* [Aim of the exercise]: Copy every one of the records below word for word, but leave out the pictures.

* [Material supplied]:
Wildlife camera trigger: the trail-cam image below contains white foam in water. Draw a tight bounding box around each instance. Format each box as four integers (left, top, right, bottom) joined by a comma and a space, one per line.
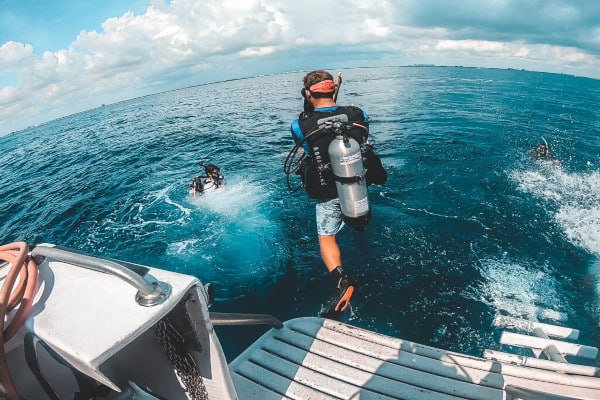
512, 165, 600, 322
512, 166, 600, 257
482, 260, 566, 321
167, 179, 282, 296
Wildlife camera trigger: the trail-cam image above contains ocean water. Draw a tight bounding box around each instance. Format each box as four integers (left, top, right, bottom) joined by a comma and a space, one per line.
0, 67, 600, 365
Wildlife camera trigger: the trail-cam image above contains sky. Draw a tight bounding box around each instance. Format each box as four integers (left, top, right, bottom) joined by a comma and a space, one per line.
0, 0, 600, 136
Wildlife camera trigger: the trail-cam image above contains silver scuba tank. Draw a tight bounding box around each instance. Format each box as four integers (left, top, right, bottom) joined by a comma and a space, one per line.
328, 123, 371, 230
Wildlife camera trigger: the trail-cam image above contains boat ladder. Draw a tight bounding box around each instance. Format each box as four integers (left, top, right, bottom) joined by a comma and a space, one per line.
483, 315, 600, 377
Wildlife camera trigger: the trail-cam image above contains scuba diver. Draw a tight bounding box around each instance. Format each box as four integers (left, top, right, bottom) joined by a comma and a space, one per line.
533, 138, 561, 165
284, 70, 387, 320
190, 163, 225, 197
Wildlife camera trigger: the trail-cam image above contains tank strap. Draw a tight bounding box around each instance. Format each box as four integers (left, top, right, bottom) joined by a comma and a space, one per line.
333, 174, 364, 183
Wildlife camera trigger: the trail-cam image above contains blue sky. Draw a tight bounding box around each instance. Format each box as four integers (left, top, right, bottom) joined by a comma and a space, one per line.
0, 0, 600, 136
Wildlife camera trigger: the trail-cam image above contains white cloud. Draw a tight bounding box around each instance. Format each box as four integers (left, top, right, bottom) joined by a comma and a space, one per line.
0, 0, 600, 135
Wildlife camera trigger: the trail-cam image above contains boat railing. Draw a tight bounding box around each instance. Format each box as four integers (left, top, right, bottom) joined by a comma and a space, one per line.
483, 315, 600, 376
504, 385, 576, 400
31, 244, 171, 307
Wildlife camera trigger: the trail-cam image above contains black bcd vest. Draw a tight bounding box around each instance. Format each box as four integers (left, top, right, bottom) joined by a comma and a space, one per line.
298, 106, 369, 199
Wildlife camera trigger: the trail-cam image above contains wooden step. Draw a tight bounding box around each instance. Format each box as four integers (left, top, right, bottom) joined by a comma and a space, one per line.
500, 332, 598, 360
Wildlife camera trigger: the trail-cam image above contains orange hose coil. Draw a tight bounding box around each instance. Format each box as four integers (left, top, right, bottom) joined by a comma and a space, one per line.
0, 242, 38, 400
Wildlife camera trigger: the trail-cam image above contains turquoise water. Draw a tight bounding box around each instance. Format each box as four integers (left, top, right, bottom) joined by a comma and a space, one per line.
0, 67, 600, 358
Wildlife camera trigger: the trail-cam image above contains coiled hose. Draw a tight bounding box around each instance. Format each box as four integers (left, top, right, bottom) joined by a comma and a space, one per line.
0, 242, 38, 400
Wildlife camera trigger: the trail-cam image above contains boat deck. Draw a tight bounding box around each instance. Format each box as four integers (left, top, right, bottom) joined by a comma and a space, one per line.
230, 317, 600, 400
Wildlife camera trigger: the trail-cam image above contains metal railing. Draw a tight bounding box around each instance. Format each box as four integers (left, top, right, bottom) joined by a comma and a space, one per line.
31, 245, 171, 307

* [In response]:
Wildlife camera trigger: the trail-cam image below contains white foam in water. Draw a tight bounding box around each instance. Format each box as four integers (left, top, right, bottom) joined by a comma and a space, one per line.
512, 165, 600, 322
512, 166, 600, 257
482, 260, 566, 321
167, 179, 282, 296
Wildlife camera trigger: the trail-cam image above contains ocean water. Draw a tight bounding box around each instance. Format each box as four integers (left, top, right, bottom) joined by a comma and a space, one per line.
0, 67, 600, 365
Wildlife camera trigger: the trail-cam image above contains sky. Draw a tight bounding box around each instance. Format each box as four integers (left, top, right, bottom) joined by a comma and a space, one per line.
0, 0, 600, 136
Wildlife camera trigger: the trail-cam image above contains silver scuba tank. Draw a tight bounding box around each instance. Format each box as four integers (left, top, right, bottom) joined by a comma and a space, one per line.
328, 123, 371, 230
Wildlife camera trigger: the trail-cam image above contains boat ladder. Draw a tight bounding box around each instance. Format each box as four integers (left, top, right, bottom) joined by a comma and a space, one per line.
483, 315, 600, 377
Wildlife camera trigger: the trail-cam image above contains scuba diver. Draw a tight bounding box around each instance. Format each box as four integers (left, top, right, bottom) joined by a comma and a space, one per line.
533, 138, 561, 165
284, 70, 387, 320
190, 163, 225, 197
Wildlife camera trigger: the trail-cam image above contains tank strap. Draw a tight bounding box around each instance. Format each box as four integers (left, top, right, bottom) joined by a comma and a space, one per line.
333, 174, 364, 183
Wildlife camera trigger: the trail-cam image above contains blue sky. Draw a tight bounding box around each instance. Format each box as four integers (left, top, right, bottom) joined by a comma and a space, one per line.
0, 0, 600, 136
Wildlife camera trigger: the trail-cam image above contains white cloud. Draw a tight bounding box around each instance. Format each box as four integers (left, top, right, bottom) joined by a comma and a space, one per line.
0, 0, 600, 135
Wildlife camera trigger: the trail-cam image above contains boat railing. Draw a tight bounding box around each instance. Format each box as four integers (left, top, right, bottom) joined by a comma and a space, one per line.
483, 315, 600, 376
504, 385, 576, 400
31, 244, 171, 307
Wildlife camera trigger: the trail-cam image above contains black bcd vest. Draw a tight bounding box around each instance. Format each box as four integers (left, top, right, bottom) joined by a comma and a space, one per line.
298, 106, 369, 199
Wildlife camera trigger: the trail-cam image above contains wooden step. Draw a tight bounding box around each instance. Format each box as four integers (left, top, right, bottom) joined by a comma and a space, one per line.
500, 332, 598, 360
Wildlife camera trigger: the trail-cam image above contains orange hose coil. Draw a tight bounding box around each instance. Format each box as four integers (left, top, right, bottom) joined by a comma and a space, one per line.
0, 242, 38, 400
Wildlife camera trigger: the trail-cam image above contains turquoise water. Draw a tight bounding box around each instance. Format each box as four integers (left, top, right, bottom) joined by a comma and a space, one per line.
0, 67, 600, 358
Wildlife camera trigger: the trail-cam image above contains coiled hose. Draw a tight bounding box around each instance. Format each box as four integers (left, top, right, bottom) joined by a comma and a space, one per line.
0, 242, 38, 400
Wildlife camera trigger: the trail-cam image above contains boat deck. Draw a tight bounding box around each instance. Format each box as four integers (left, top, right, bottom) joined by a comma and a space, one per line.
230, 317, 600, 400
Wildlife camera trigger: the trail-cam image above contains metal railing. Draw a tight bounding box around each instance. Format each box as four integers (left, top, right, bottom) joined by a comma and a space, one per line.
31, 245, 171, 307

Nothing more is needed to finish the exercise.